> **Exercise tasks**
**1.** Name every group of visitors that the Port El Kantaoui text says the resort is popular with.
**2.** In the Port El Kantaoui text, turn the paragraph beginning "The architecture, although modern" into a short bulleted list that keeps its main facts.

> **Extract**
Port El Kantaoui (مرسى القنطاوي) is a tourist complex 10 kilometres north of Sousse city in central Tunisia. It was built in 1979 specifically as a tourist center, around a large artificial harbour that provides mooring with 340 berths for luxury yachts, hosting sporting activities from water skiing to paragliding, and several golf courses.

The architecture, although modern and dazzlingly white, has been modeled on the more traditional buildings in Tunisia, complete with narrow streets and arches. The hotels that line the beachfront extend from Sousse itself along miles of sparkling clean sea to the harbor of Port El Kantaoui and to the north of the harbor.

In style, the port area Port El Kantaoui is designed as a white and blue Tunisian style village with reproduced medina quarter and cobblestone streets. It is popular with package holiday visitors, families, and first-time visitors, however, its extensive landscaping and detachment from the true Tunisia bring critics; most notably the Rough Guide has described Port El Kantaoui as "Tunisia without tears ... artificial, soulless, even anemic".

In 2015, 39 people were killed when a lone terrorist gunman opened fire at two hotels (2015 Sousse attacks). This is the worst attack in the recent history of Tunisia since the Tunisian Revolution of 2010–2011. Most of those killed were tourists.

> **Data block**
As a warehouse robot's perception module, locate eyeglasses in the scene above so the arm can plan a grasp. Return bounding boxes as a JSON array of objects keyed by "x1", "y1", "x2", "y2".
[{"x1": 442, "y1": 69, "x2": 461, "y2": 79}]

> **Results of the tasks**
**1.**
- Package holiday visitors
- Families
- First-time visitors

**2.**
- The architecture is modern and bright white but modeled on traditional Tunisian buildings.
- It includes narrow streets and arches.
- Hotels line the beachfront from Sousse, along miles of clean sea, to the Port El Kantaoui harbor and north of it.